Choi Won-suk, the former chairman of Dongah Group, died on Wednesday from a chronic illness. He was 80.
Dongah became famous for building a 4,000-km water pipeline in Libya that propelled the construction firm among Korea's top 10 conglomerates but went bankrupt after the 1997 Asian financial crisis.
Choi also made headlines for his frequent marriages to glamorous women.
The first son of the company's founder, Choi graduated from Hanyang University with a bachelor's degree in economics and then studied at Georgetown University before joining the company in the early 1960s.
The group swiftly grew by acquiring a series of companies in the late 1960s and early 1970s. But it was by landing the US$3.3 billion Libyan contract in the 1980s that Choi made his name. That was equivalent to a quarter of Korea's annual fiscal budget at the time.
In 1989, Choi won another $5.3 billion order for a huge aqueduct in Libya, which was the biggest single order won buy a Korean builder at the time.
++++++
● Work instructions:
1. In the obituary of Choi Won-suk, what was the value of the Libyan contract Dongah landed in the 1980s?
2. Continue the obituary of Choi Won-suk from the end of its last sentence.
The items that follow have no connection to the obituary of Choi Won-suk.

● Information provided:
++++++
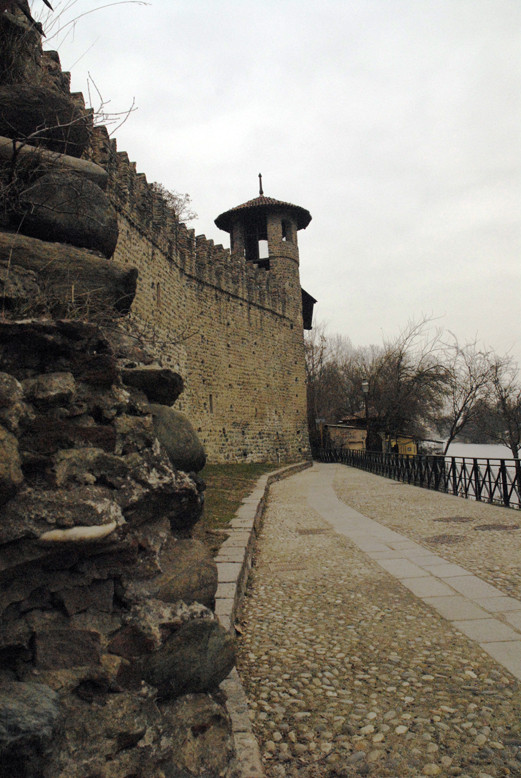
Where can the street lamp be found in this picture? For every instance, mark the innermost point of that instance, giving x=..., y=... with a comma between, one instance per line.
++++++
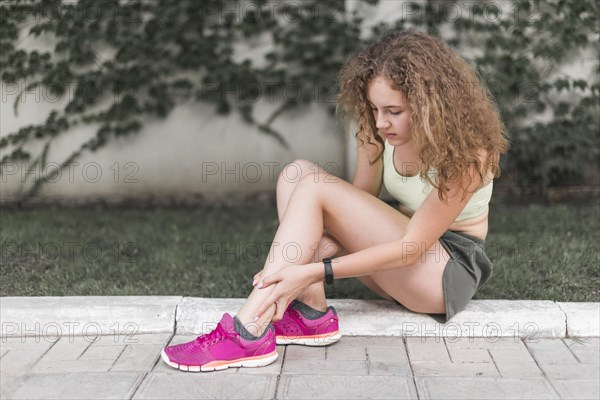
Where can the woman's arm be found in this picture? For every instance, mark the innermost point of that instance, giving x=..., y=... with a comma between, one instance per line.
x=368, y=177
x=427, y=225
++++++
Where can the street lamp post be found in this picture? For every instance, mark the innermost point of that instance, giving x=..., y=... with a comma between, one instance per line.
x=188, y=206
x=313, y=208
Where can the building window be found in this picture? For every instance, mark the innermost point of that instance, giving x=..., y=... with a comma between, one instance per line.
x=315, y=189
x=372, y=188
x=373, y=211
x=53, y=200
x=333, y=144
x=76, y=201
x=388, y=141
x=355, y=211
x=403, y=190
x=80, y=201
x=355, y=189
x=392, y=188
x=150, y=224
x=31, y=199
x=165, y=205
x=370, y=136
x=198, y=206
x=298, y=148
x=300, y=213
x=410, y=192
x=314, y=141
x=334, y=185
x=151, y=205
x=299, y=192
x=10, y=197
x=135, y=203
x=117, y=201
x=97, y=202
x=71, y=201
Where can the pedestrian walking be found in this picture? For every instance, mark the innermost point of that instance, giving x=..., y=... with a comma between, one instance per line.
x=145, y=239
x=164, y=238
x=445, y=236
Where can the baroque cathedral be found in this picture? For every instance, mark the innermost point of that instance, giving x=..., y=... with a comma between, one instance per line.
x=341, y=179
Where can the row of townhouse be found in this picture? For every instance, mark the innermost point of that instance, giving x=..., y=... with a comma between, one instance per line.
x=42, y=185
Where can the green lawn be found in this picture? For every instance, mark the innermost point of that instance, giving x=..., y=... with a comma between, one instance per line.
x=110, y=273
++++++
● Answer list:
1. US$3.3 billion.

2.
But Dongah Group started going downhill following the collapse of Seongsu Bridge in Seoul in 1994. Shoddy construction was revealed as the cause of the disaster, damaging the builder's credibility. Choi was also mired in a slush fund scandal involving then-President Roh Tae-woo.
After investing over W1 trillion in development projects in Incheon that soured in the Asian financial crisis, Choi's personal wealth and the company's fortunes went rapidly down the drain, and Dongah went bankrupt in 2001 (US$1=W1,350).
Choi's first wife was former Miss Korea Shin Jung-hyun. His second wife was actress Kim Hye-jung, his third Pearl Sisters singer Bae In-soon, and his fourth former TV presenter Chang Eun-young. They too divorced in 2010.
A memorial altar has been set up at Asan Medical Center in Seoul and Choi will be laid to rest on Saturday.